-- DATA FOR ANALYSIS follows --

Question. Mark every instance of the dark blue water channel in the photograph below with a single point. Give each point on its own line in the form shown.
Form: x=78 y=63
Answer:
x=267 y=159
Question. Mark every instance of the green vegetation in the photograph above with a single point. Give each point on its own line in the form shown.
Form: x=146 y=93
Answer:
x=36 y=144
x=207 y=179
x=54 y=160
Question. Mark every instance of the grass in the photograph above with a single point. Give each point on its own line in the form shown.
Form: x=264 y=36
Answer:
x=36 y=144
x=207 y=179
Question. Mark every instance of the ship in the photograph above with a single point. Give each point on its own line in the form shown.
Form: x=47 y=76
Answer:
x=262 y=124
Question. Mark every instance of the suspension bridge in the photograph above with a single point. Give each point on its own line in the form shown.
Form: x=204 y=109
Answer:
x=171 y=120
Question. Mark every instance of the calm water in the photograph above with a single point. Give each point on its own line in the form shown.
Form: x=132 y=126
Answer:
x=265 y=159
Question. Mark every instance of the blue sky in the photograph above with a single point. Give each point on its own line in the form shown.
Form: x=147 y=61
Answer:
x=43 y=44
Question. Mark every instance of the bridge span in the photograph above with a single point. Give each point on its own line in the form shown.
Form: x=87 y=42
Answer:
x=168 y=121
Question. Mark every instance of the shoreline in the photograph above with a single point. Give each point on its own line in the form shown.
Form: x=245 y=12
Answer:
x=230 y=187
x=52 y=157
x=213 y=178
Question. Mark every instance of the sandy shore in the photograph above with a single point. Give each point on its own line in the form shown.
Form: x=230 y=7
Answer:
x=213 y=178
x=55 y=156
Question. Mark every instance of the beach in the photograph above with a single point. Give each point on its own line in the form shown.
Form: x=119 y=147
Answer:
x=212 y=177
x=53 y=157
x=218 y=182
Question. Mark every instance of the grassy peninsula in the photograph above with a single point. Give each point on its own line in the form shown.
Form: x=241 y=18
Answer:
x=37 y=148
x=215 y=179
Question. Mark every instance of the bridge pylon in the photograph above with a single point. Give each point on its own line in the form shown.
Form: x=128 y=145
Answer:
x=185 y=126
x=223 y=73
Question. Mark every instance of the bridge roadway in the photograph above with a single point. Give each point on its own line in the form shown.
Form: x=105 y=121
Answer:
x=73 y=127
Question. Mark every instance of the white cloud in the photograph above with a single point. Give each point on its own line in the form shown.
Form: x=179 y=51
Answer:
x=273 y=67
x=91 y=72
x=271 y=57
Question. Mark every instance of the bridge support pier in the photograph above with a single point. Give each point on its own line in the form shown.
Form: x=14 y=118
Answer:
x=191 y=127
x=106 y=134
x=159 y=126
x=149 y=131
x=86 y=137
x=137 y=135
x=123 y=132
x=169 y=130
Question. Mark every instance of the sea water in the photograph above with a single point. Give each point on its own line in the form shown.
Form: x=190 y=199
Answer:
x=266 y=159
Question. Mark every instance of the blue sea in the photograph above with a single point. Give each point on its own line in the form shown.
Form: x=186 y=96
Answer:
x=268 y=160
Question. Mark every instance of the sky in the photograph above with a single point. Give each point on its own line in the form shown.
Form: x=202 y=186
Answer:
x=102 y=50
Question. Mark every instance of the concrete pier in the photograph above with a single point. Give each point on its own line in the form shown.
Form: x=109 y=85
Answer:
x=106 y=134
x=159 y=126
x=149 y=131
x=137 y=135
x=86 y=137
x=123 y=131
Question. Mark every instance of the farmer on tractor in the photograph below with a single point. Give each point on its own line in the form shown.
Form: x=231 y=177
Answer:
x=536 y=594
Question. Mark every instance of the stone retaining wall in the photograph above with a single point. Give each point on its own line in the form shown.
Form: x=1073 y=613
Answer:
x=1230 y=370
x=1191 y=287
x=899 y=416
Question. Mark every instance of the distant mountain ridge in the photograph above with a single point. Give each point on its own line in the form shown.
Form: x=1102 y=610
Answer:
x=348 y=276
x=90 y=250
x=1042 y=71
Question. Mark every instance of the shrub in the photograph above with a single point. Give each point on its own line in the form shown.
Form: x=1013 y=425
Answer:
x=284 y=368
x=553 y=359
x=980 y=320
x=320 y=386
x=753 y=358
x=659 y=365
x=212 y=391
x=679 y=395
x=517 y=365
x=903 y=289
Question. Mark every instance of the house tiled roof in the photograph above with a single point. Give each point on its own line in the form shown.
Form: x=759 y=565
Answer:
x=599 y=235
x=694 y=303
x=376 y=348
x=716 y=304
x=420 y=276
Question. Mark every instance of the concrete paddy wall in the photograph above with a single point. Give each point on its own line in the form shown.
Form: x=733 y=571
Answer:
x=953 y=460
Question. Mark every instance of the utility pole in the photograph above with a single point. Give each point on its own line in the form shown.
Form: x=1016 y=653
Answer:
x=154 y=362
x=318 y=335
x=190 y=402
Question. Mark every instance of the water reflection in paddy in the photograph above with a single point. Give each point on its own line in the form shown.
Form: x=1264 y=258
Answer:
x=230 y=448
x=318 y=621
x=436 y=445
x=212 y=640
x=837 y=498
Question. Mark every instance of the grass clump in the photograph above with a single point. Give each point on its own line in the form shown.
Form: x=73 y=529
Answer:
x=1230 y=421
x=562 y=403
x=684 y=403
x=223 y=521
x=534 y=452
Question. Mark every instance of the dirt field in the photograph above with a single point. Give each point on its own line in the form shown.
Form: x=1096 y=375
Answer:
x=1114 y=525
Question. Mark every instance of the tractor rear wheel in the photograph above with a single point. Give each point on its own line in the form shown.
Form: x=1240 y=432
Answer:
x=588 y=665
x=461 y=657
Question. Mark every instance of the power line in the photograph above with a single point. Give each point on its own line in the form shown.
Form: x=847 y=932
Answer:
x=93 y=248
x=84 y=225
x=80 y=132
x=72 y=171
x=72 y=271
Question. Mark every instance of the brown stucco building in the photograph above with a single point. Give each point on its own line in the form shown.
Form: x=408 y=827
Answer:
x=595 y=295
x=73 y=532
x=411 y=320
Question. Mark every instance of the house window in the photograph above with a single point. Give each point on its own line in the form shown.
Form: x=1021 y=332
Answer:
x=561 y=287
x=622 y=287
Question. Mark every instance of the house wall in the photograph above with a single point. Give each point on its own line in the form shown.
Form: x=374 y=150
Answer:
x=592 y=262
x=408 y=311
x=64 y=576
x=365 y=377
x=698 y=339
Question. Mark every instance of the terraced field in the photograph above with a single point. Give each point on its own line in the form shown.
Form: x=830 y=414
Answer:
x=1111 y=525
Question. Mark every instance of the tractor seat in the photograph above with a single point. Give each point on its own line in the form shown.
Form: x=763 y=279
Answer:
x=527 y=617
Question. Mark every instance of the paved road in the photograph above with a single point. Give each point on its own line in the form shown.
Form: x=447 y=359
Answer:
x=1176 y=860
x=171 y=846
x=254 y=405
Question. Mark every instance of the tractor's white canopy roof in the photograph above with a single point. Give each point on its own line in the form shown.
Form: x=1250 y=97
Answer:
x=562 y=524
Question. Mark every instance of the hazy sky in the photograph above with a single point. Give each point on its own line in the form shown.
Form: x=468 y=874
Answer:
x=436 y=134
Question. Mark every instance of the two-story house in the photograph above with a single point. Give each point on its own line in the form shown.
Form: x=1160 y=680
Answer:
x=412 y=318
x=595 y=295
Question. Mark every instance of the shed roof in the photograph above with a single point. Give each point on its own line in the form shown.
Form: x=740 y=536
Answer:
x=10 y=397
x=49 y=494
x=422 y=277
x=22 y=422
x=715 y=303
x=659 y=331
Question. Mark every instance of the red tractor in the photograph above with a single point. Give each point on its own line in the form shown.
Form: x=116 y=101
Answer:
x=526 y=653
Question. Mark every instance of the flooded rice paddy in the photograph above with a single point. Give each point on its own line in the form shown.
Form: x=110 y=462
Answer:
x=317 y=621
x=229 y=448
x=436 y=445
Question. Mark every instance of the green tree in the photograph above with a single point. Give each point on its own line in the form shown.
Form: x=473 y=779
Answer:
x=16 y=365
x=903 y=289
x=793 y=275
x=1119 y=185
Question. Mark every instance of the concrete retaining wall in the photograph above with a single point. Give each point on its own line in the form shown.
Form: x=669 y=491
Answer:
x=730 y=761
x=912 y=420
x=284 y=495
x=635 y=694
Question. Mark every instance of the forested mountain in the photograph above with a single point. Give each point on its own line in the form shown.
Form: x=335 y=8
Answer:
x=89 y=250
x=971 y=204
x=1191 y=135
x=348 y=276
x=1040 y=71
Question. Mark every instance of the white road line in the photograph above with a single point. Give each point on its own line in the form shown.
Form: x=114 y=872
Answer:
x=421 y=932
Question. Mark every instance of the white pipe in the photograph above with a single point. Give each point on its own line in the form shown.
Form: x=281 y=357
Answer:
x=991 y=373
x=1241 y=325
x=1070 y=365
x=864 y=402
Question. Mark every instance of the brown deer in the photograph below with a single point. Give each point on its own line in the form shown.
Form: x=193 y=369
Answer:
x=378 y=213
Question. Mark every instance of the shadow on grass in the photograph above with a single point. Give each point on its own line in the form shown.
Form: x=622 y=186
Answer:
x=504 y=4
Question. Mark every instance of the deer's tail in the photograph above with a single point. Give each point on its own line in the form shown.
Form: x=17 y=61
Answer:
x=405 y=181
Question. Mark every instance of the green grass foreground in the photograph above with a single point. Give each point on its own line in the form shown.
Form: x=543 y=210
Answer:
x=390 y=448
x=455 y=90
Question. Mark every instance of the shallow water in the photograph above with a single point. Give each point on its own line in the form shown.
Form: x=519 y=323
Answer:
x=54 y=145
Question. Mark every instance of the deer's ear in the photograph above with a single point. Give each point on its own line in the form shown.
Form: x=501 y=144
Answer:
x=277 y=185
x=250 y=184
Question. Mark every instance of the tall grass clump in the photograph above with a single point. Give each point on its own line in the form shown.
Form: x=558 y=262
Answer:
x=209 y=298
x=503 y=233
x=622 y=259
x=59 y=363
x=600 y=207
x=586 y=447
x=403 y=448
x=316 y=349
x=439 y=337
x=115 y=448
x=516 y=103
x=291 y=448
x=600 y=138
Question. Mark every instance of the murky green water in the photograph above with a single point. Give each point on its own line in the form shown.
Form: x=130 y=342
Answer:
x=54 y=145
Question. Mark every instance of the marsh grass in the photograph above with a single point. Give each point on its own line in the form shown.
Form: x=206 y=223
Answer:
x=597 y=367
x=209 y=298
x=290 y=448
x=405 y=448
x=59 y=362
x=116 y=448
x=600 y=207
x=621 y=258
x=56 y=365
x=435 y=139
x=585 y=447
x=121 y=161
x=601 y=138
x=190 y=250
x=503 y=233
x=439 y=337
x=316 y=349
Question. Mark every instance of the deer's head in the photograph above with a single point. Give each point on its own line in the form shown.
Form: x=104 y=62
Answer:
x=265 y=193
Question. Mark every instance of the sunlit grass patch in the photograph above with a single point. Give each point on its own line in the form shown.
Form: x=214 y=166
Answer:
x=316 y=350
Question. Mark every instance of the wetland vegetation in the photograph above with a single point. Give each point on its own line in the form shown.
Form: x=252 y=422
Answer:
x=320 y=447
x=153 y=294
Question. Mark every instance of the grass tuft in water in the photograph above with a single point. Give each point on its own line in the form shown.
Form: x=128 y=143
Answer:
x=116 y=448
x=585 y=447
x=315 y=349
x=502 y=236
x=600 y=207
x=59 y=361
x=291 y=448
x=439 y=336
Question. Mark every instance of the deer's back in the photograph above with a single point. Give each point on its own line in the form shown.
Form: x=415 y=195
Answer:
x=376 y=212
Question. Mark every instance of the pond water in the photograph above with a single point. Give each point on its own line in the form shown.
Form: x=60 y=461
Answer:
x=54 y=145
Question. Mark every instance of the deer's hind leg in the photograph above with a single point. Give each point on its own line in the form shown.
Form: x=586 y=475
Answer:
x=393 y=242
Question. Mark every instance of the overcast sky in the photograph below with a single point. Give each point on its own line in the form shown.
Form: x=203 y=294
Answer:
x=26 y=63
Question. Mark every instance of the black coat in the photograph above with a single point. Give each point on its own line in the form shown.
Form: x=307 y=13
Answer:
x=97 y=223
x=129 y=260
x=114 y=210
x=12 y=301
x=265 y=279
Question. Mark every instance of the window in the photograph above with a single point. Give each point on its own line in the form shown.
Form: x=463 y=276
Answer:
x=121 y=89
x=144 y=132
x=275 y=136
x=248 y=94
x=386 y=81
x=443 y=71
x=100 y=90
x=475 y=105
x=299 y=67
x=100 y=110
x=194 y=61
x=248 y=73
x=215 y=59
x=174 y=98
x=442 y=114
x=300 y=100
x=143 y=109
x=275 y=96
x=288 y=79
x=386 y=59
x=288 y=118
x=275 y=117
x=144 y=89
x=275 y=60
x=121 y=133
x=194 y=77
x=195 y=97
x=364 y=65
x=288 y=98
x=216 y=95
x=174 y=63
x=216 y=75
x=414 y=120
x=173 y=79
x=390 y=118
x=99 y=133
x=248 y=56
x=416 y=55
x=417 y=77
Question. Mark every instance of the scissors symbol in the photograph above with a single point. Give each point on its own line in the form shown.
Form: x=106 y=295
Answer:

-- DATA FOR ANALYSIS concluded --

▸ **TASK TO CARRY OUT**: If a line of the data above contains "bridge", copy it out.

▸ **TASK RESPONSE**:
Question. Mark every instance of the suspension bridge in the photograph above with a single point. Give each point on its own line in the form shown.
Question. Mark every instance of the bridge span in the photograph above with a single point. Give each point on its own line in the form shown.
Question. Mark every instance of the bridge pylon in the photograph above with a single point. Give each point on its own line in the form shown.
Question. Mark every instance of the bridge roadway in the photograph above with a single point. Give each point on its own line in the form shown.
Question. Mark every instance of the bridge support pier in the photograph above with a single point. Give each point on its own line in the form shown.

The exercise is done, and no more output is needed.